Dataset entries about object locations:
○ ○ ○

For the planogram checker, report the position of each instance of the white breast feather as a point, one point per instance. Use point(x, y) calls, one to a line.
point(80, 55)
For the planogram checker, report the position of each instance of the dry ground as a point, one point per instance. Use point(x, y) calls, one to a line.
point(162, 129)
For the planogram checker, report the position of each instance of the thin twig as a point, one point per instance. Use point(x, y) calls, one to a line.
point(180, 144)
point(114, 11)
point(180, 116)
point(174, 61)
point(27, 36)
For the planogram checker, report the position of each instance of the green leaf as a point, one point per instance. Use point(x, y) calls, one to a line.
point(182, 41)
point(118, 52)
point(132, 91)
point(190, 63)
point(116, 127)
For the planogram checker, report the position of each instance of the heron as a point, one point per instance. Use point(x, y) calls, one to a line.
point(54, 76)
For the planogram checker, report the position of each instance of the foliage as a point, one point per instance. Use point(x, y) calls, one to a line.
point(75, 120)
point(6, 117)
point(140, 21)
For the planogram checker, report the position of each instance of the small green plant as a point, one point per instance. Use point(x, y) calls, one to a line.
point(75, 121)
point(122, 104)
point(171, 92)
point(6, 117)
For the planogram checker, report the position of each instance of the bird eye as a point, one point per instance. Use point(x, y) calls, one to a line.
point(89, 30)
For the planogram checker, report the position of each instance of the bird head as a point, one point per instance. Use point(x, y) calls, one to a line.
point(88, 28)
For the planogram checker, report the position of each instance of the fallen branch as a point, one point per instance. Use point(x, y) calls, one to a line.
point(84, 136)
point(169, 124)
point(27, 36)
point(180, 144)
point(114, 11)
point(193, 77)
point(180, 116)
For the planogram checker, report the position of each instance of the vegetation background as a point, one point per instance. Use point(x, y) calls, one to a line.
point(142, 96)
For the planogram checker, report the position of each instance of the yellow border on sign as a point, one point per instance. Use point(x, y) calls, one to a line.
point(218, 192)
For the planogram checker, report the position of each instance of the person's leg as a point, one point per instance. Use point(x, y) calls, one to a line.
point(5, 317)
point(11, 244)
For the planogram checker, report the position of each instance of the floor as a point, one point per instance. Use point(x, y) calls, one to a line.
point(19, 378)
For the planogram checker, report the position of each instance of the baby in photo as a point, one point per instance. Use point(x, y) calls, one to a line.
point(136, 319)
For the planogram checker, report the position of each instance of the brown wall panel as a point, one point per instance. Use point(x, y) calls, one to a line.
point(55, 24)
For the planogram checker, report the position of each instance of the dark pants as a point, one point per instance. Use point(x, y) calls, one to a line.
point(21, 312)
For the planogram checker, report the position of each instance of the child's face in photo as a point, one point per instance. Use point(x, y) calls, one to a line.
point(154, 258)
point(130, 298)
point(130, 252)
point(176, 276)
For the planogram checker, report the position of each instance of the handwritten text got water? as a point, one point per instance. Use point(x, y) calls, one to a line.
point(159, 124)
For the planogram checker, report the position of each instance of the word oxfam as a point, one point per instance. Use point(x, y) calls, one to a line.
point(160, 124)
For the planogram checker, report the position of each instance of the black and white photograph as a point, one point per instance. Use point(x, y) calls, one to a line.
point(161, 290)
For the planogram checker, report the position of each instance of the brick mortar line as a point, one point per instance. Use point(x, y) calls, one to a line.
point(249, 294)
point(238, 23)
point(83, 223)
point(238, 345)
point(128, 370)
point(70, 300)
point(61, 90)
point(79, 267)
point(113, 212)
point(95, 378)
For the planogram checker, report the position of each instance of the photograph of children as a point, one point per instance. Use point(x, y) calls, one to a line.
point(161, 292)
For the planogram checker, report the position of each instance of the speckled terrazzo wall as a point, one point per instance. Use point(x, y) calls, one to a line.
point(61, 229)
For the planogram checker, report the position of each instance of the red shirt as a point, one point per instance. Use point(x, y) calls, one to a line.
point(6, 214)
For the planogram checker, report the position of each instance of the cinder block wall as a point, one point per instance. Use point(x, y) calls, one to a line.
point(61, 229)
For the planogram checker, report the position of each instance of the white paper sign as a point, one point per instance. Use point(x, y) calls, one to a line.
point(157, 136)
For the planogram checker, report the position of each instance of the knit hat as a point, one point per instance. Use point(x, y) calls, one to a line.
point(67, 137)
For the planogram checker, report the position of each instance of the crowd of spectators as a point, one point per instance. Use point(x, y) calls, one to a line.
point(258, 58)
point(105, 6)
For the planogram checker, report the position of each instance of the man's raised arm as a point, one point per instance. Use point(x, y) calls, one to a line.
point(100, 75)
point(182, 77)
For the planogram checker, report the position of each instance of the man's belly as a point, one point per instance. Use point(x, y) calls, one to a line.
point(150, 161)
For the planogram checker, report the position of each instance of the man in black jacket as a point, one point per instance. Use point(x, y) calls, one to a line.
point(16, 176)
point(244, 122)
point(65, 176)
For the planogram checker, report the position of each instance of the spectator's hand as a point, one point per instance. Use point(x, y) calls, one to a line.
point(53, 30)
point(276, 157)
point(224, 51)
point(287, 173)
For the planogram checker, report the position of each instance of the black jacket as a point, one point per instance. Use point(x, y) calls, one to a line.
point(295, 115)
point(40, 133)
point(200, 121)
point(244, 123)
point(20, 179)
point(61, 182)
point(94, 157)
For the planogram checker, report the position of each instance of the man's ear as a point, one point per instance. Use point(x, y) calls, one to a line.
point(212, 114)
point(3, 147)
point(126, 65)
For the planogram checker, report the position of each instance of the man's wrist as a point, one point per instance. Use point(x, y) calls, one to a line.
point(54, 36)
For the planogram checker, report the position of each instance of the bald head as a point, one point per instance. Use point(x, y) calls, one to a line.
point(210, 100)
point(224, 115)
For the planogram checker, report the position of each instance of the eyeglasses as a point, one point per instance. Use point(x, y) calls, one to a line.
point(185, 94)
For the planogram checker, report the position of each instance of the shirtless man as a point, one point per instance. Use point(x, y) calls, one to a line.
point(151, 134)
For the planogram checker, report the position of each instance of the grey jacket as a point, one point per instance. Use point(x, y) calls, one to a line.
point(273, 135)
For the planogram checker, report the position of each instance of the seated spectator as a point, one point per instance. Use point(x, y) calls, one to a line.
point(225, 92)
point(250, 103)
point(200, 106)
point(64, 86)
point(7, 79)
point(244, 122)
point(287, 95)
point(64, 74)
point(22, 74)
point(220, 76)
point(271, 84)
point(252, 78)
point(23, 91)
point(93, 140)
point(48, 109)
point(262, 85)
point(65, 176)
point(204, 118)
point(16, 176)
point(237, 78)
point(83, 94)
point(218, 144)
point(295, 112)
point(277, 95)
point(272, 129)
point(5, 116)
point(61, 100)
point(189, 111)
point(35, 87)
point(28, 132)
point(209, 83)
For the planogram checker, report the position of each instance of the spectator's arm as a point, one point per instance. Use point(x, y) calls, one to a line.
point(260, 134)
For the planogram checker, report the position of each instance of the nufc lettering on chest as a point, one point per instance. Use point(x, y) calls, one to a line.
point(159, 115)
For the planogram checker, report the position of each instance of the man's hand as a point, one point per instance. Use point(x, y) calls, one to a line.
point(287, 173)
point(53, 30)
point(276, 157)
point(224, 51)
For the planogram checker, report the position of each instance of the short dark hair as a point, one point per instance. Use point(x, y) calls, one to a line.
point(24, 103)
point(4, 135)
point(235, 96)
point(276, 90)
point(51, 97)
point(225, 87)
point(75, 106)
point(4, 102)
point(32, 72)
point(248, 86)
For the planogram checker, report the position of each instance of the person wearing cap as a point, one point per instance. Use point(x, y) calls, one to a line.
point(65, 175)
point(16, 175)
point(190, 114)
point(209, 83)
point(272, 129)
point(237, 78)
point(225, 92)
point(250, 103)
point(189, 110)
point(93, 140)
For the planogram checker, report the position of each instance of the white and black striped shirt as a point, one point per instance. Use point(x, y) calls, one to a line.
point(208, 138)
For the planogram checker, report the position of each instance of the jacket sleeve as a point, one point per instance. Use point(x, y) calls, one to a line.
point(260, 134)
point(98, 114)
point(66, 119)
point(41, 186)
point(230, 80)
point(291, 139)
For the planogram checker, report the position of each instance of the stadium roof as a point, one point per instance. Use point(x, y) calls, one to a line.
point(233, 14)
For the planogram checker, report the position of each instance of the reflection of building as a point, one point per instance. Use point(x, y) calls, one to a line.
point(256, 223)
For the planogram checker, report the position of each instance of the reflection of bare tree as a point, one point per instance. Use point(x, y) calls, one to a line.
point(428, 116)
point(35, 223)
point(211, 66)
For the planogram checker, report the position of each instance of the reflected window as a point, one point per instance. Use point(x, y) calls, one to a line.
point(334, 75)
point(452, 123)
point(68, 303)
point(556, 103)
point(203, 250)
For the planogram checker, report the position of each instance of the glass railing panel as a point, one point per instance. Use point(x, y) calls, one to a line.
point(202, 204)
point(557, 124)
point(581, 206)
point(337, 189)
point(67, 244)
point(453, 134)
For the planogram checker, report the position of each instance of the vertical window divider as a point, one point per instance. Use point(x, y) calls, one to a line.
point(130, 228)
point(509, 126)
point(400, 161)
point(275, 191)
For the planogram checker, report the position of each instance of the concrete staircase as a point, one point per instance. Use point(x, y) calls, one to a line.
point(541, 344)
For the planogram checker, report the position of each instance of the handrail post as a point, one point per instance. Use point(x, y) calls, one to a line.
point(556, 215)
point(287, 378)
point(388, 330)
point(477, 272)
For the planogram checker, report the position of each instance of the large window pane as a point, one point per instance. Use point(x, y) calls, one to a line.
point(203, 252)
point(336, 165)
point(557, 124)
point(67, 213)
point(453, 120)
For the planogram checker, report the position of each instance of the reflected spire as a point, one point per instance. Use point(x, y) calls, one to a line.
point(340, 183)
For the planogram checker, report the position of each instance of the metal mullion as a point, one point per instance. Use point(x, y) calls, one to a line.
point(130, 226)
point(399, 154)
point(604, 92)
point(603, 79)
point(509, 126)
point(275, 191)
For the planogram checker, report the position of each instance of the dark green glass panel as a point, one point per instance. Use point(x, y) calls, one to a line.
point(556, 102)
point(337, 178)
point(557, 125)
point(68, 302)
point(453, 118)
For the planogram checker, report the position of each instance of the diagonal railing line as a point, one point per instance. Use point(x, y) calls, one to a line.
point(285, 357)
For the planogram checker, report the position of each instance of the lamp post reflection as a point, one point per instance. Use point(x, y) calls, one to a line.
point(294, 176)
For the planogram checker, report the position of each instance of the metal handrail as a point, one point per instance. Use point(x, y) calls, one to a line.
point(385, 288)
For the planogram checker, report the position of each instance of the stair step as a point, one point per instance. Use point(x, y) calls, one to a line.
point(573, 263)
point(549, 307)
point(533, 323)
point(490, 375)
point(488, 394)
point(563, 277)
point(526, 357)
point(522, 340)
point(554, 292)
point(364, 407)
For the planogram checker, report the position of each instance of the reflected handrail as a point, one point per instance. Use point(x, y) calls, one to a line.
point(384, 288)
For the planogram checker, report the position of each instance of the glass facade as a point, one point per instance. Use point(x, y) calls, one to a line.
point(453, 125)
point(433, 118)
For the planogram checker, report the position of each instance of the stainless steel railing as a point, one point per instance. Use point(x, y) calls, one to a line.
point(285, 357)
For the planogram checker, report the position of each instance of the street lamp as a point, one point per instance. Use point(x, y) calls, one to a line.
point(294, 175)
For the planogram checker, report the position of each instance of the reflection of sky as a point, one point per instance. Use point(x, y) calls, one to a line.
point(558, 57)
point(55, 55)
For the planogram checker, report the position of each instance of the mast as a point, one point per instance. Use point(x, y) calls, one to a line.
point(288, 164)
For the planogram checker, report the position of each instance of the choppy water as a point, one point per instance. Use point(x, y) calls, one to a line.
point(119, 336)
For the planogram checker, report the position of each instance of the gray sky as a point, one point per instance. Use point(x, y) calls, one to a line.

○ ○ ○

The exercise:
Render as a numbered list the entries from the line containing "the man's ear" through the line containing "point(126, 65)", both included, and leave out any blank lines.

Task answer:
1. For the planogram checker, report the position of each instance of the man's ear as a point, one point per instance. Use point(x, y) calls, one to a line.
2. point(212, 114)
3. point(3, 147)
4. point(126, 65)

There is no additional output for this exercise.